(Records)
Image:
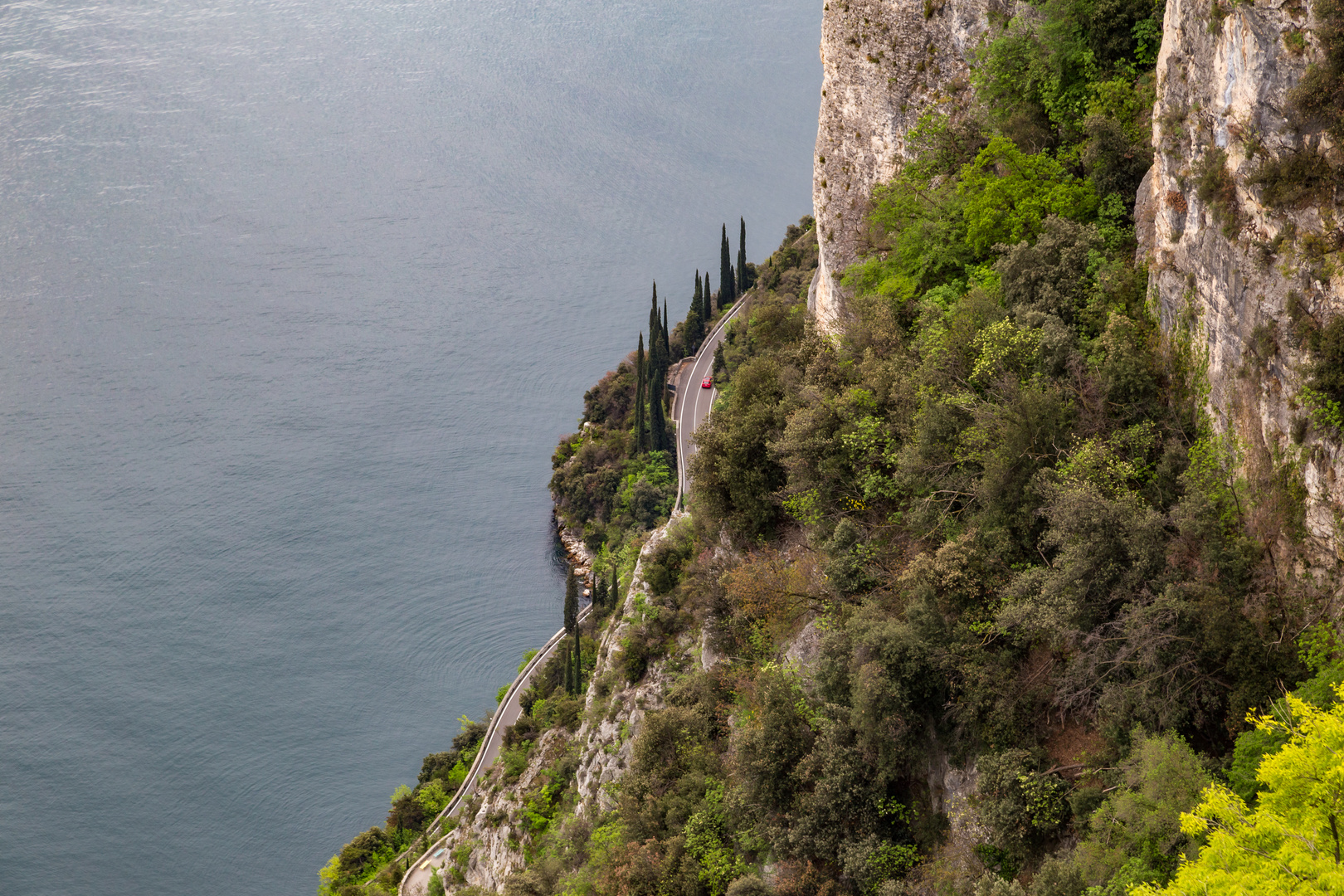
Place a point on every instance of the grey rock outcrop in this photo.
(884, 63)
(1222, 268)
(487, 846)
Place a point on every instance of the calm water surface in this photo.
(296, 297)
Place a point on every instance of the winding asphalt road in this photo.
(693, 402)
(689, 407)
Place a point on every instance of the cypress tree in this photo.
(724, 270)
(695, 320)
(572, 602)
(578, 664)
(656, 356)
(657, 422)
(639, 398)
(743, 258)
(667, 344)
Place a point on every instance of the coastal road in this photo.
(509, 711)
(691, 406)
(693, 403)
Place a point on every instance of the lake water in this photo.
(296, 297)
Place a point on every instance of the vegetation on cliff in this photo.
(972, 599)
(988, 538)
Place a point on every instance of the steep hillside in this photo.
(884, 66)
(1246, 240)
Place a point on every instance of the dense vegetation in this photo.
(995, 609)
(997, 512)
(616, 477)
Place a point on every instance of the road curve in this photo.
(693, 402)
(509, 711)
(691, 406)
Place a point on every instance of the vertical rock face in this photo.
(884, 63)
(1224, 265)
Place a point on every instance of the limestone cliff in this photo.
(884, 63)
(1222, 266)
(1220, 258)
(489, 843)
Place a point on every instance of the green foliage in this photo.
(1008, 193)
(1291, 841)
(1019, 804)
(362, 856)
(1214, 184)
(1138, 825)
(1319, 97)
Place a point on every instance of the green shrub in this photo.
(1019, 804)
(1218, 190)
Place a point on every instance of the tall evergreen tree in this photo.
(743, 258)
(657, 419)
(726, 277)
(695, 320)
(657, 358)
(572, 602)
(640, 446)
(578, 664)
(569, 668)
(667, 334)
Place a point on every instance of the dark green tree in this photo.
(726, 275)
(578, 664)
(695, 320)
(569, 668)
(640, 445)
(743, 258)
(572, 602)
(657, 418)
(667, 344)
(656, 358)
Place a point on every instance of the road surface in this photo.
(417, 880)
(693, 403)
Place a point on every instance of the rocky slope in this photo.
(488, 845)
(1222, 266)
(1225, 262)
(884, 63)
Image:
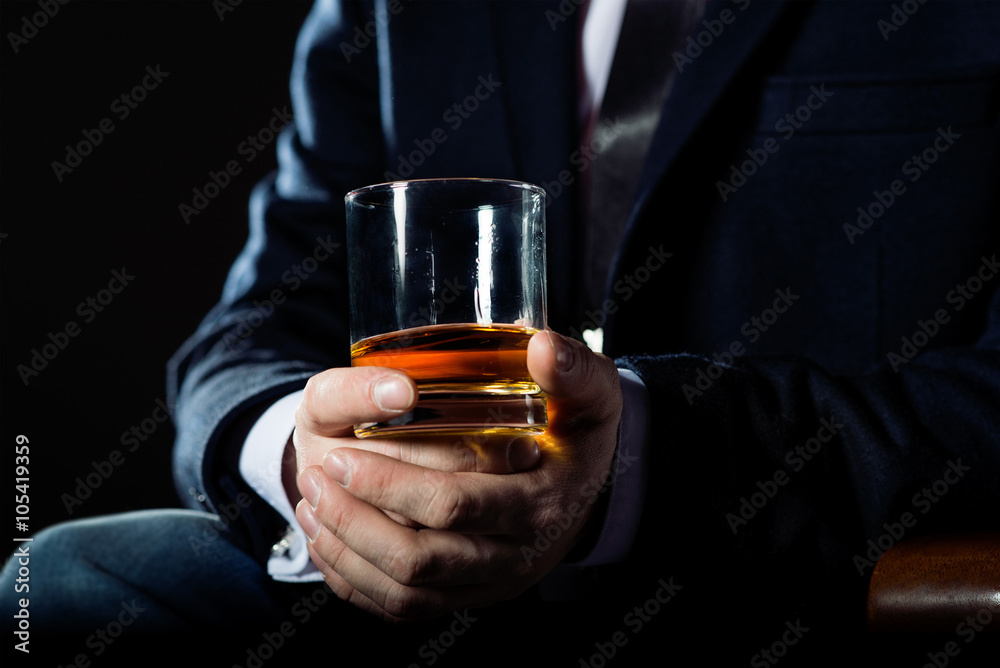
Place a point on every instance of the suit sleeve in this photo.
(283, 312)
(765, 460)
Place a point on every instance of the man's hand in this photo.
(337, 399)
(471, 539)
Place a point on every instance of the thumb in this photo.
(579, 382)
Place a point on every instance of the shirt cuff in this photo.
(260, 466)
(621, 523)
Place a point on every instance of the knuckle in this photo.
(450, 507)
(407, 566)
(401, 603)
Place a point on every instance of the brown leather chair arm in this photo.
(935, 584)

WHAT YOU ARE ASKED TO DO
Set down, unchanged, only the lines running from the line with "Place a point on every instance of the steep" to the last line, including both. Pictures stay out of the copy.

ANSWER
Place a point on every instance of the steep hillside in this photo.
(884, 66)
(1246, 240)
Place a point on every instance of the dense vegetation in this photo.
(995, 609)
(997, 512)
(616, 477)
Place a point on every instance of the road curve in this photo.
(693, 402)
(509, 711)
(691, 406)
Place a point on every instance of the vertical rock face in this photo.
(884, 63)
(1224, 265)
Place a point on every instance of the limestone cliff in this photo.
(884, 63)
(1222, 266)
(1220, 258)
(489, 843)
Place a point on every instance of the green foliage in this photo.
(1008, 193)
(1291, 841)
(1019, 804)
(362, 856)
(1214, 184)
(1138, 825)
(1319, 97)
Place a point on every instance of the green shrub in this photo.
(1019, 804)
(1218, 190)
Place a point on every instance of the tall evergreen tree in this photo.
(743, 258)
(657, 419)
(726, 277)
(695, 320)
(657, 358)
(572, 602)
(640, 446)
(578, 664)
(569, 668)
(667, 334)
Place a point on every instance of the dark green tree in this photo.
(726, 275)
(578, 664)
(695, 320)
(569, 668)
(640, 445)
(743, 258)
(572, 602)
(657, 418)
(667, 344)
(656, 358)
Place a point on every instance of the road surface in this photo.
(417, 880)
(693, 403)
Place a point on every instance of the rocky slope in this photo.
(488, 845)
(1222, 266)
(1225, 262)
(884, 63)
Image:
Place a point on every instance of the suit sleeve in this photo.
(283, 312)
(765, 460)
Place a point on every instance of the man's hand in this photo.
(337, 399)
(471, 539)
Place a point on every instance of the thumb in this photo.
(579, 382)
Place a point on every instance of the shirt cuff in this photo.
(260, 466)
(621, 523)
Place a point on every instance of the knuckle in this photo.
(450, 507)
(407, 566)
(401, 603)
Place a point on every instance of the brown leather chair arm in this photo.
(935, 584)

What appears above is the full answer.